_Records for the exercise_
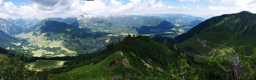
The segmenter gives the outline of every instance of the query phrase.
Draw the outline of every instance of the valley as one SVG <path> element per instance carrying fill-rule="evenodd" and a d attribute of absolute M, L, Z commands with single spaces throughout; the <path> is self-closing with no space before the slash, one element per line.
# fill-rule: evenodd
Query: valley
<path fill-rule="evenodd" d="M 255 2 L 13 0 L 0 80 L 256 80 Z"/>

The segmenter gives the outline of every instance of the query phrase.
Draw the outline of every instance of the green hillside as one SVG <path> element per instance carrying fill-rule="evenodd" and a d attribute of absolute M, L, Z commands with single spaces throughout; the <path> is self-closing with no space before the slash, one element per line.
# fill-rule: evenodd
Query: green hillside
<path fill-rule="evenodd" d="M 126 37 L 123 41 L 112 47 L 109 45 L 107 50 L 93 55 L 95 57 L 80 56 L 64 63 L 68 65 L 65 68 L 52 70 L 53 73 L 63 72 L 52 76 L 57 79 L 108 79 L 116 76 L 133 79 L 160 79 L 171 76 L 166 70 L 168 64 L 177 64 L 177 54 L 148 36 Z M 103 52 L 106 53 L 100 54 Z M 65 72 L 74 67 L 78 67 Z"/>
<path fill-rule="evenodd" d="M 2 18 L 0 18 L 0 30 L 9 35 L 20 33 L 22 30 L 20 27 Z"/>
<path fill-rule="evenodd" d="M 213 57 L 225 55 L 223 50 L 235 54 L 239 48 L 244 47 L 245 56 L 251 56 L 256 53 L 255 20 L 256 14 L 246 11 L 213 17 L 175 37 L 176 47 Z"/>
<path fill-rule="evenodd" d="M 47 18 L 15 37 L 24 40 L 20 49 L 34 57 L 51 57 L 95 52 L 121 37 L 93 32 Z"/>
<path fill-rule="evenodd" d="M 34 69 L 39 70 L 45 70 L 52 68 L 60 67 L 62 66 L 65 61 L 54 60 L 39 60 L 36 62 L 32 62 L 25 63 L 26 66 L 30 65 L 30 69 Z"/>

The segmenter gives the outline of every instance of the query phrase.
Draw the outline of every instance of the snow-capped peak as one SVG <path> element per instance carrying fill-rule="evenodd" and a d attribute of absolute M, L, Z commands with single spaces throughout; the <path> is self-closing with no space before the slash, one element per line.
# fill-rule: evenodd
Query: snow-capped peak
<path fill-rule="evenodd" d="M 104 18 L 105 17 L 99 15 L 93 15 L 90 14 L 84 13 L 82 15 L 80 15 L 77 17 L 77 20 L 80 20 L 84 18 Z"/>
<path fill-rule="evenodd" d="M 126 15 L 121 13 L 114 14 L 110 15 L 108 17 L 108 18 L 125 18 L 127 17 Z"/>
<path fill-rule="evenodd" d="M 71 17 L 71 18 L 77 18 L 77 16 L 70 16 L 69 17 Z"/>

==

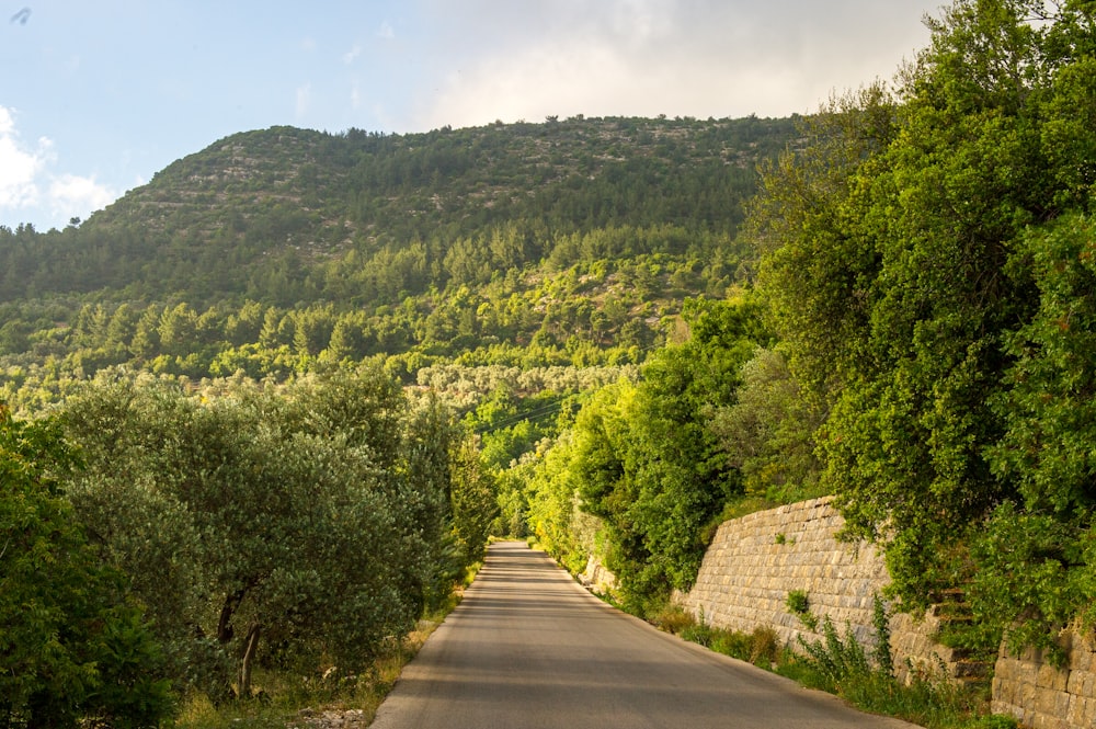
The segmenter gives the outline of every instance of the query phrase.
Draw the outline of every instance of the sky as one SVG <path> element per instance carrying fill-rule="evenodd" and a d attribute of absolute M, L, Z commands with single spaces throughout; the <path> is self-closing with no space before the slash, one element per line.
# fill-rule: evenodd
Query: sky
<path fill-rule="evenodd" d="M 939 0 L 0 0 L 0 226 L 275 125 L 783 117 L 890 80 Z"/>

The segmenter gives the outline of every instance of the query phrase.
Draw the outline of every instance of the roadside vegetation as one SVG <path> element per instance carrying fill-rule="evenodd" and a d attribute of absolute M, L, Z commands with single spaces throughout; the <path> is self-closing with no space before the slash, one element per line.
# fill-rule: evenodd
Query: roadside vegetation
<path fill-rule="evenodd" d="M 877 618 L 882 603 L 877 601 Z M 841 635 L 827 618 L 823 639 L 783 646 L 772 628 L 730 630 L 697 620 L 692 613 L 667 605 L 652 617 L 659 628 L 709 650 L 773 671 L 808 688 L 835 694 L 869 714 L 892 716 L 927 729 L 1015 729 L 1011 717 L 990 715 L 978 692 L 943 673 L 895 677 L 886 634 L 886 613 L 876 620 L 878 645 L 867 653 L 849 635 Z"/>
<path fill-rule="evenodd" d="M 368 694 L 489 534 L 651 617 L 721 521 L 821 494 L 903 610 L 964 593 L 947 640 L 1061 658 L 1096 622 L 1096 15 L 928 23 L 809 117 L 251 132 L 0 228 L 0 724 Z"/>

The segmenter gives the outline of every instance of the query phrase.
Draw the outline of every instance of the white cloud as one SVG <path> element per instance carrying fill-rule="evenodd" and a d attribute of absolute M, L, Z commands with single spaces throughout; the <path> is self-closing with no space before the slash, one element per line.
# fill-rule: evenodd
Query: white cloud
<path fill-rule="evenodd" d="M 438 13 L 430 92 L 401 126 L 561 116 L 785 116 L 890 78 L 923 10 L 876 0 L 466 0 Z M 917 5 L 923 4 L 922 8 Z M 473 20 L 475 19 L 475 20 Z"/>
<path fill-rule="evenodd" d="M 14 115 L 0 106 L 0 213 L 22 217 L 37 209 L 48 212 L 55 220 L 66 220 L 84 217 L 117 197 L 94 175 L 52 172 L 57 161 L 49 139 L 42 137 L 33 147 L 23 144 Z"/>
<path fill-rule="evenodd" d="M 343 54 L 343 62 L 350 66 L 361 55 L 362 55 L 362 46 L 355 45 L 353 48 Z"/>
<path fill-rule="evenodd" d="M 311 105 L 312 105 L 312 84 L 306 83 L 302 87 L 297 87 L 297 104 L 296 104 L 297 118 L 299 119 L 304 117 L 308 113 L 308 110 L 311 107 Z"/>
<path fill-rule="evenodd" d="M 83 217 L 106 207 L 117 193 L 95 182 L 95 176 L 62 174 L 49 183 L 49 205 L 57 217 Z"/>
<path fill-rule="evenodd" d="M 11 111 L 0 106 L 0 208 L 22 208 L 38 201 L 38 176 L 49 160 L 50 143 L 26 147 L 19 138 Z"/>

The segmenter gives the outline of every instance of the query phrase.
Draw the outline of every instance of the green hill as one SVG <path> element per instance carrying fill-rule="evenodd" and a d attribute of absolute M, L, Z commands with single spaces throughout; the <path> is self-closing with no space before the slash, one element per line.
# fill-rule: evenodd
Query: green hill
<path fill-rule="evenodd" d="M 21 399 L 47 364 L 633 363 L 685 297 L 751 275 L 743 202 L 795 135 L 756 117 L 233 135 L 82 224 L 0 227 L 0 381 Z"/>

_Aim of the exercise_
Report every line of the entries above that contains the string "peak". Case counts.

_The solution_
Draw the outline of every instance of the snow-capped peak as one SVG <path> element per instance carrying fill-rule="evenodd" and a d attribute of absolute M, L, Z commands with single spaces throughout; the <path> is self-closing with no space before the slash, one element per line.
Query: snow-capped peak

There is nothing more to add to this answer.